**Direction:**
Rewrite the lines from the one containing "of the wooden" to the one containing "Query: wooden flag pole", replacing "flag pole" with "flagpole" and leaving everything else as it is.

**Stored data:**
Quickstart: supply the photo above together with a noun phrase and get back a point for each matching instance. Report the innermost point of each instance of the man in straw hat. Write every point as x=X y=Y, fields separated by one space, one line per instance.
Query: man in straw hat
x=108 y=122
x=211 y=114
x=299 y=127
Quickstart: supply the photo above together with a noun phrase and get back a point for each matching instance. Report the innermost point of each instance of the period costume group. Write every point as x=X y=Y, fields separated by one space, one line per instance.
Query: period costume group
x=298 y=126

* * *

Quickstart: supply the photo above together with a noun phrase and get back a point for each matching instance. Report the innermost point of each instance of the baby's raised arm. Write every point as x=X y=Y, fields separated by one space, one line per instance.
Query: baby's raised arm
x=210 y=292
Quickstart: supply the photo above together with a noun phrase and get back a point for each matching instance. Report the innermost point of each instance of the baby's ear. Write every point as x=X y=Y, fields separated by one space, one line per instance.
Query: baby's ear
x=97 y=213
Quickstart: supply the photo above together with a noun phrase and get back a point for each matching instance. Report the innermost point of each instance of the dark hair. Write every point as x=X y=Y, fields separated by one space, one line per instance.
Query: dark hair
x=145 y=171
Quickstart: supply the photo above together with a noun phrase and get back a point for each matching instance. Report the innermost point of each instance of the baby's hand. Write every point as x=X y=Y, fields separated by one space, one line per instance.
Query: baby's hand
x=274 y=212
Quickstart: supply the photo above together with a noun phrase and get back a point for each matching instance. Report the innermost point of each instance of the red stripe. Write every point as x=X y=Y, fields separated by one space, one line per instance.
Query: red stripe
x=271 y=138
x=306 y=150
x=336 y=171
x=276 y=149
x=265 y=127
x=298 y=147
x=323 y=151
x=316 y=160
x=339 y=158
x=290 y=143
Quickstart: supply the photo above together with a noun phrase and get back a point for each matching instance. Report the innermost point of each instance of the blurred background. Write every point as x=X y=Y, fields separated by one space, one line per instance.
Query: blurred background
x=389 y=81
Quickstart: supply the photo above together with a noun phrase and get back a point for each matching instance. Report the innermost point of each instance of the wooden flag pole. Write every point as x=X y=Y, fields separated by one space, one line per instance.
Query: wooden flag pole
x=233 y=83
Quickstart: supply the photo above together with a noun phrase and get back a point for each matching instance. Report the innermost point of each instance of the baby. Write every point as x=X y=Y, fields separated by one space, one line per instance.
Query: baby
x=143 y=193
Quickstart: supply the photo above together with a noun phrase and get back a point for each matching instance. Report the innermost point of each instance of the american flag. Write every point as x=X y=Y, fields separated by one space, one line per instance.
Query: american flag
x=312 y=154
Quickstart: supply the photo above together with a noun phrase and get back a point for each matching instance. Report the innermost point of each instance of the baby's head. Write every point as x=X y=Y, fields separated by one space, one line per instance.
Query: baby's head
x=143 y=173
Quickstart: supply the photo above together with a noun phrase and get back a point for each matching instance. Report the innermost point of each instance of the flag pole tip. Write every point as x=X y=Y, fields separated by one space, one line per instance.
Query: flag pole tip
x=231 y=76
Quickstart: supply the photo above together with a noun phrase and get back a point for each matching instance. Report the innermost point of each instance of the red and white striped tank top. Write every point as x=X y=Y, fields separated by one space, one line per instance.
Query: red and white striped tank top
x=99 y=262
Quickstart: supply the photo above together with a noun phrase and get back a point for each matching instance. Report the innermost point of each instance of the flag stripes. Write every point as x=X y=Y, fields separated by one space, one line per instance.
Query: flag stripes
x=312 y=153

--

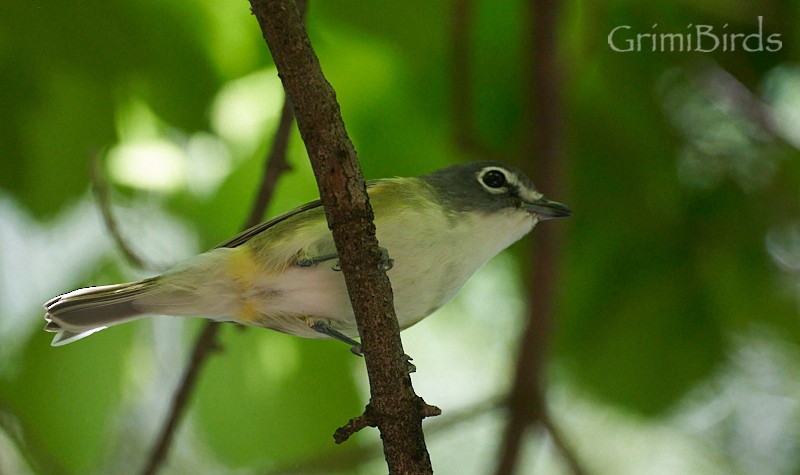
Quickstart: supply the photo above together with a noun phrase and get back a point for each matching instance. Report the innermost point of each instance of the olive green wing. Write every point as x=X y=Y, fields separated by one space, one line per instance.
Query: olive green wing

**Task result:**
Quickstart: supply the photo above together with a noun phrase and get back a point for each matching instance. Report the innermost point of each instance of the wooden flagpole. Write every point as x=X y=Y, fields separated by one space, one line per instance.
Query: wooden flagpole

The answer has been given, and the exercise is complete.